Throughout the records, swap "blue jeans" for "denim jeans" and write all the lines out again with nothing else changed.

- Saved data entries
+ + +
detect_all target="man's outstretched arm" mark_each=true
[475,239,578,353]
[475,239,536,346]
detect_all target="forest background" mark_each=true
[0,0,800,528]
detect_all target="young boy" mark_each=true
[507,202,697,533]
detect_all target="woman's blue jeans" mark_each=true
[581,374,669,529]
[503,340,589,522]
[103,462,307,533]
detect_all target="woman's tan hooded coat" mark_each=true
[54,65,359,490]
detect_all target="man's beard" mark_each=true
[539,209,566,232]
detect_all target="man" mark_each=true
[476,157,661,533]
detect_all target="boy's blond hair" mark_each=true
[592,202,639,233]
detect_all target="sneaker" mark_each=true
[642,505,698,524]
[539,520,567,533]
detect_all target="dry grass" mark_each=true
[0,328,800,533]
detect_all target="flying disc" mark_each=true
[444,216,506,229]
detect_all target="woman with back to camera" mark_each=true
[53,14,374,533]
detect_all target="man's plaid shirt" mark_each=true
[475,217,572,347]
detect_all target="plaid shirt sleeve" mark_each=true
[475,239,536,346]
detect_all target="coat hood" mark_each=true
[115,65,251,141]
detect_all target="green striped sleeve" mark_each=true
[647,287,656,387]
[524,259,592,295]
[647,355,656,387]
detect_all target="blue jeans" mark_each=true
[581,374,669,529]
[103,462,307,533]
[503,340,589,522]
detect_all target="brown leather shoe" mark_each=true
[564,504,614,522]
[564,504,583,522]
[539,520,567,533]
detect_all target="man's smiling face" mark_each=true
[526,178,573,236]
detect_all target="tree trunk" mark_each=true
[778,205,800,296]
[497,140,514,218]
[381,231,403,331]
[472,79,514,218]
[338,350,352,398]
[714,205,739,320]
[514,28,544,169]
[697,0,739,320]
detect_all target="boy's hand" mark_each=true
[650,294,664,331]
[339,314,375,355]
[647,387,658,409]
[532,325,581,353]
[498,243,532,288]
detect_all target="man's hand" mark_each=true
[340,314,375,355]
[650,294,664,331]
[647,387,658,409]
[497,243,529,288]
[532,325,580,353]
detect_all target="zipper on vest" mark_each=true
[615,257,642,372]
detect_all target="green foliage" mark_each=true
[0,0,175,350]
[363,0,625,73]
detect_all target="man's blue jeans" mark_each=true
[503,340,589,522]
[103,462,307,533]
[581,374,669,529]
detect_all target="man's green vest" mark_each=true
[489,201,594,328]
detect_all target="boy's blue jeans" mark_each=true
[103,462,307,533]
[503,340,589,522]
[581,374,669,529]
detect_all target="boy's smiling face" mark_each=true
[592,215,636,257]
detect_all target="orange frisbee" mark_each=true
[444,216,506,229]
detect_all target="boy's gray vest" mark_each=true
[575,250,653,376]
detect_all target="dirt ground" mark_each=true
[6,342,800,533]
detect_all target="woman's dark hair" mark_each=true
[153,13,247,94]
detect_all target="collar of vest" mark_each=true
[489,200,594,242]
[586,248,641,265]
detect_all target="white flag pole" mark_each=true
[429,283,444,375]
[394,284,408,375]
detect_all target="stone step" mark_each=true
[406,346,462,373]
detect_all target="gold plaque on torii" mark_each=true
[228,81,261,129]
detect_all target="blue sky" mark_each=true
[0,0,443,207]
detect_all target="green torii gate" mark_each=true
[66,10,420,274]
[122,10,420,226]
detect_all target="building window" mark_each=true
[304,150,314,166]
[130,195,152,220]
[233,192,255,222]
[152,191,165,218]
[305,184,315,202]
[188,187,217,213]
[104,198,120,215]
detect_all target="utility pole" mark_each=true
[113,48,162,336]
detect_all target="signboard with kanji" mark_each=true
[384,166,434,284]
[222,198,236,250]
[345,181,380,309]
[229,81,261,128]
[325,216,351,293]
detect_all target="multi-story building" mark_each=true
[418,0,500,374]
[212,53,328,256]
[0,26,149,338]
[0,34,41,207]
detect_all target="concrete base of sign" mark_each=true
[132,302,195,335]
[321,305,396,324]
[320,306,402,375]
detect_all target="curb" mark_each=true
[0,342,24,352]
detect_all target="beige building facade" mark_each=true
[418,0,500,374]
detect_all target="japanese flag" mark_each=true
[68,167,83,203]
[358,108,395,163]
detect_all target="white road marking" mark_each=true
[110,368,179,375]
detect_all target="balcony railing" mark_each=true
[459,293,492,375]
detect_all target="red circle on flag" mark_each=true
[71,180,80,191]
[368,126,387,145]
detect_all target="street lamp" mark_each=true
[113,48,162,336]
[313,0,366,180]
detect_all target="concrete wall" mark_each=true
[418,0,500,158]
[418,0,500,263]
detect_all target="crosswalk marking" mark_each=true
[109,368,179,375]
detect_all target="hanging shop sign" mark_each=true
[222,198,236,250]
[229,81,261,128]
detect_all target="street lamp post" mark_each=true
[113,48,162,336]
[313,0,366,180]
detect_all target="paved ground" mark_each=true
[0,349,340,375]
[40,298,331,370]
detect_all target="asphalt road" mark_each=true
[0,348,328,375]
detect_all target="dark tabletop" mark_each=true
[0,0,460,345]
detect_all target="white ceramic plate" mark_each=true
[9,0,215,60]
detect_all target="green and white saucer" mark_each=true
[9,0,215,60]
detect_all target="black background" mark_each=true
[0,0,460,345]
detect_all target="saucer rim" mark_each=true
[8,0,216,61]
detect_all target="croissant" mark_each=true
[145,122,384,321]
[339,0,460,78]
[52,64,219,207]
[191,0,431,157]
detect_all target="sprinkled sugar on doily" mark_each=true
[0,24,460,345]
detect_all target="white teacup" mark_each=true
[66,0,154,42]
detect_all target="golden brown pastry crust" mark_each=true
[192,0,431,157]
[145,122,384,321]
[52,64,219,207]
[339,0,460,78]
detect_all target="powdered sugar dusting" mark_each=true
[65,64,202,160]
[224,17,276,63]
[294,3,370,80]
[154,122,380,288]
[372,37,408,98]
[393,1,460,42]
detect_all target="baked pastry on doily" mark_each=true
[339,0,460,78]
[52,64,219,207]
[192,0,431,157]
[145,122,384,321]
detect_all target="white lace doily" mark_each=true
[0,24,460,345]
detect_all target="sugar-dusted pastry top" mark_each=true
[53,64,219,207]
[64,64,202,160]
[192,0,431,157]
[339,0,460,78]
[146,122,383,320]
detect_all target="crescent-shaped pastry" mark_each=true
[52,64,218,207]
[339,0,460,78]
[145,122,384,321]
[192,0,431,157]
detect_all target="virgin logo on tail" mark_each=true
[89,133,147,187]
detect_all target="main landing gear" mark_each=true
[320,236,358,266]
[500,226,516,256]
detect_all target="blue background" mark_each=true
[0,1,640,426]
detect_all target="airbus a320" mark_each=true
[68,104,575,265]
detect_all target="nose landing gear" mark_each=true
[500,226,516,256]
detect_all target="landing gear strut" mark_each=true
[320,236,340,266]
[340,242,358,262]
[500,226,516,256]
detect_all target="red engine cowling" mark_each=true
+ + +
- Response
detect_all target="man's outstretched arm" mark_each=true
[475,239,578,353]
[475,239,536,346]
detect_all target="forest background" mark_each=true
[0,0,800,528]
detect_all target="young boy" mark_each=true
[507,202,697,533]
detect_all target="woman's denim jeans" mark_each=true
[581,374,669,529]
[503,340,589,522]
[103,462,307,533]
detect_all target="woman's tan hooded coat" mark_each=true
[54,65,359,490]
detect_all target="man's beard" mark_each=true
[539,209,566,232]
detect_all target="man" mark_each=true
[476,157,661,533]
detect_all target="boy's blond hair" mark_each=true
[592,202,639,233]
detect_all target="sneaker" mark_each=true
[642,505,698,524]
[539,520,567,533]
detect_all target="dry grass" mark_each=true
[0,328,800,533]
detect_all target="flying disc" mark_each=true
[444,216,506,229]
detect_all target="woman with back to camera" mark_each=true
[53,14,374,533]
detect_all target="man's plaid shirt" mark_each=true
[475,217,572,347]
detect_all target="plaid shirt sleeve" mark_each=true
[475,239,536,346]
detect_all target="coat hood" mark_each=true
[115,65,251,141]
detect_all target="green striped sleeve" mark_each=true
[647,287,656,387]
[524,259,592,295]
[647,355,656,387]
detect_all target="denim jeans" mark_each=true
[581,374,669,529]
[103,462,307,533]
[503,340,589,522]
detect_all target="brown leather shoe" mark_each=true
[564,504,614,522]
[564,504,583,522]
[539,520,567,533]
detect_all target="man's smiling face" mark_each=true
[526,178,573,236]
detect_all target="tree trunk" mark_each=true
[778,205,800,296]
[497,140,514,218]
[381,231,403,331]
[472,79,514,218]
[338,350,352,398]
[714,205,739,320]
[514,28,544,169]
[697,0,739,320]
detect_all target="boy's hand" mark_each=true
[650,294,664,331]
[339,314,375,355]
[647,387,658,409]
[532,325,581,353]
[498,243,532,288]
detect_all target="man's hand" mark_each=true
[340,314,375,355]
[650,294,664,331]
[647,387,658,409]
[497,243,529,288]
[532,325,580,353]
detect_all target="zipper on vest" mark_each=true
[615,257,642,372]
detect_all target="green foliage" mark_each=true
[0,0,175,350]
[363,0,625,73]
detect_all target="man's denim jeans" mark_each=true
[503,340,589,522]
[103,462,307,533]
[581,374,669,529]
detect_all target="man's green vest" mark_each=true
[489,201,594,328]
detect_all target="boy's denim jeans" mark_each=true
[103,462,307,533]
[503,340,589,522]
[581,374,669,529]
detect_all target="boy's smiling face" mark_each=true
[592,215,636,257]
detect_all target="orange frisbee" mark_each=true
[444,216,506,229]
detect_all target="boy's gray vest" mark_each=true
[575,250,653,376]
detect_all target="dirt ground" mark_each=true
[6,342,800,533]
detect_all target="woman's dark hair" mark_each=true
[153,13,247,94]
detect_all target="collar of vest" mark_each=true
[489,200,594,242]
[586,248,641,265]
detect_all target="white flag pole" mark_each=true
[429,283,444,375]
[394,284,408,375]
detect_all target="stone step" mark_each=true
[406,346,462,373]
detect_all target="gold plaque on torii" mark_each=true
[228,81,261,129]
detect_all target="blue sky" mark_each=true
[0,0,443,207]
detect_all target="green torii gate" mark_each=true
[66,10,420,274]
[122,10,420,226]
detect_all target="building window" mark_each=true
[304,150,314,166]
[130,195,152,220]
[233,192,255,222]
[152,191,165,218]
[305,184,315,202]
[188,187,217,213]
[104,198,120,215]
detect_all target="utility pole" mark_each=true
[113,48,162,336]
detect_all target="signboard with kanji" mark_each=true
[384,166,434,284]
[222,198,236,250]
[345,181,380,309]
[229,81,261,128]
[325,216,351,293]
detect_all target="multi-story building" mark_each=true
[418,0,500,374]
[212,53,328,256]
[0,26,149,338]
[0,34,41,207]
detect_all target="concrete base of sign" mark_each=true
[132,302,195,335]
[321,305,396,324]
[320,306,402,375]
detect_all target="curb" mark_each=true
[0,342,24,352]
detect_all target="beige building facade" mark_each=true
[418,0,500,374]
detect_all target="japanese flag" mark_each=true
[68,167,83,203]
[358,108,395,163]
detect_all target="white road marking" mark_each=true
[110,368,179,375]
detect_all target="balcony railing" mark_each=true
[459,293,492,375]
detect_all target="red circle on flag" mark_each=true
[71,180,80,191]
[368,126,387,145]
detect_all target="street lamp" mark_each=true
[113,48,162,336]
[313,0,366,180]
detect_all target="concrete wall" mark_each=true
[418,0,500,158]
[418,0,500,263]
detect_all target="crosswalk marking" mark_each=true
[109,368,179,375]
detect_all target="hanging shop sign" mark_each=true
[222,198,236,250]
[229,81,261,128]
detect_all target="street lamp post" mark_each=true
[113,48,162,336]
[313,0,366,180]
detect_all target="paved ground" mark_each=true
[0,349,340,375]
[40,298,331,370]
detect_all target="asphalt road" mark_each=true
[0,348,328,375]
detect_all target="dark tabletop" mark_each=true
[0,0,460,345]
detect_all target="white ceramic plate" mark_each=true
[9,0,215,60]
detect_all target="green and white saucer" mark_each=true
[9,0,215,60]
detect_all target="black background" mark_each=true
[0,0,460,345]
detect_all target="saucer rim" mark_each=true
[8,0,216,61]
detect_all target="croissant" mark_each=true
[145,122,384,321]
[339,0,460,78]
[52,64,219,207]
[191,0,431,157]
detect_all target="sprinkled sugar on doily" mark_each=true
[0,24,460,345]
detect_all target="white teacup" mark_each=true
[66,0,154,42]
detect_all target="golden brown pastry crust" mark_each=true
[192,0,431,157]
[145,122,384,321]
[52,64,219,207]
[339,0,460,78]
detect_all target="powdered sugar dusting" mark_each=true
[65,64,202,160]
[224,17,276,63]
[294,3,370,80]
[154,122,380,288]
[372,37,408,98]
[393,1,460,42]
detect_all target="baked pastry on doily" mark_each=true
[339,0,460,78]
[52,64,219,207]
[192,0,431,157]
[145,122,384,321]
detect_all target="white lace doily" mark_each=true
[0,24,460,345]
detect_all target="sugar-dusted pastry top" mark_each=true
[53,64,219,207]
[64,64,202,160]
[192,0,431,157]
[339,0,460,78]
[146,122,383,320]
detect_all target="crescent-shaped pastry" mark_each=true
[52,64,218,207]
[339,0,460,78]
[145,122,384,321]
[192,0,431,157]
detect_all target="virgin logo on tail" mark_each=true
[89,133,147,187]
detect_all target="main landing gear" mark_each=true
[320,236,358,266]
[500,226,516,256]
detect_all target="blue background" mark_each=true
[0,1,640,426]
detect_all target="airbus a320" mark_each=true
[68,104,575,265]
detect_all target="nose landing gear" mark_each=true
[500,226,516,256]
detect_all target="landing gear strut" mark_each=true
[320,236,340,266]
[340,242,358,262]
[500,226,516,256]
detect_all target="red engine cowling" mark_each=true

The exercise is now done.